YOUR GOAL ▸
Please pick out every line in the records below that contains the word "orange", and copy each of those lines in full.

--- begin INPUT RECORDS ---

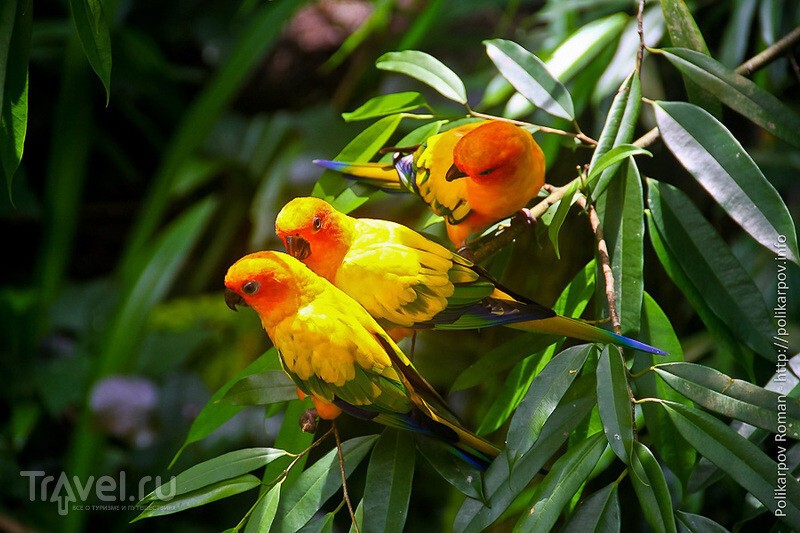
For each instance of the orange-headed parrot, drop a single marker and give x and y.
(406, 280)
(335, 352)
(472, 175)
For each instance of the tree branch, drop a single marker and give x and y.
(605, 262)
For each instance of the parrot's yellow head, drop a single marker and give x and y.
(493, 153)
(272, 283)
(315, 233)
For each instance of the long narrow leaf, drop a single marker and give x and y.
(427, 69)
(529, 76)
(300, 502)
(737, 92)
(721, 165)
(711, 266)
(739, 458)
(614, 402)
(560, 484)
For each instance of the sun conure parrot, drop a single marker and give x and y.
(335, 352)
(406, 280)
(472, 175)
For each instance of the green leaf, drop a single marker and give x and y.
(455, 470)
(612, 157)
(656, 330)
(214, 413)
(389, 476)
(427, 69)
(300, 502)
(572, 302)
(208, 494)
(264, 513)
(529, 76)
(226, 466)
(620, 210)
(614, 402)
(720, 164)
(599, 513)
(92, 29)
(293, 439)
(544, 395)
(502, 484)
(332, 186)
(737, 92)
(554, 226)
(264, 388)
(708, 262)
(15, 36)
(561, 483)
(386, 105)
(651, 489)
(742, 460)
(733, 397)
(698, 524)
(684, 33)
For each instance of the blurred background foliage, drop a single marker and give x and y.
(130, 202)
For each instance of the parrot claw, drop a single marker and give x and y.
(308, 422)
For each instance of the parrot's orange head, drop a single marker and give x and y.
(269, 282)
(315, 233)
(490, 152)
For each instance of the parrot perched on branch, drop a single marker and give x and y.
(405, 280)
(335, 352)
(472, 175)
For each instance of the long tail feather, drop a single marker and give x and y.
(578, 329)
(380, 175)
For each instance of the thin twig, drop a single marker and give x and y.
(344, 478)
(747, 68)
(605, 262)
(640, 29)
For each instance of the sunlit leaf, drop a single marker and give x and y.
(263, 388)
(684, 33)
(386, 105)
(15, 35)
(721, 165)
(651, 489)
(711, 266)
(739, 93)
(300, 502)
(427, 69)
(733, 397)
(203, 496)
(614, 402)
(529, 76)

--- end INPUT RECORDS ---
--- begin INPUT RECORDS ---

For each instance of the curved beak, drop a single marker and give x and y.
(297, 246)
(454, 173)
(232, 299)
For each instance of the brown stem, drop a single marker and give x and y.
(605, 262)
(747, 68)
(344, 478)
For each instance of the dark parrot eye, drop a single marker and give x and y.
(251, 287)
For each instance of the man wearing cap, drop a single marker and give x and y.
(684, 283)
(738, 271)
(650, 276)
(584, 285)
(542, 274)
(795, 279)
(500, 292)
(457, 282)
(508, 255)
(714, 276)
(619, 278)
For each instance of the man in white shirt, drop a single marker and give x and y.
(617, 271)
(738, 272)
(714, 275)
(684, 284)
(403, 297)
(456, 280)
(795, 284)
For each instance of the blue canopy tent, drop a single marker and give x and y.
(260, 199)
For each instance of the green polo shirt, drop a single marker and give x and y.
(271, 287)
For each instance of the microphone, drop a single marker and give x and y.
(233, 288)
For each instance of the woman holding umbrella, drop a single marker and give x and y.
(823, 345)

--- end INPUT RECORDS ---

OUTPUT FOR THIS EXERCISE ▸
For each instance of the orange-headed parrot, drop a single marker and give x and y.
For each instance of the parrot's orange head, drop a single marker and give x and y.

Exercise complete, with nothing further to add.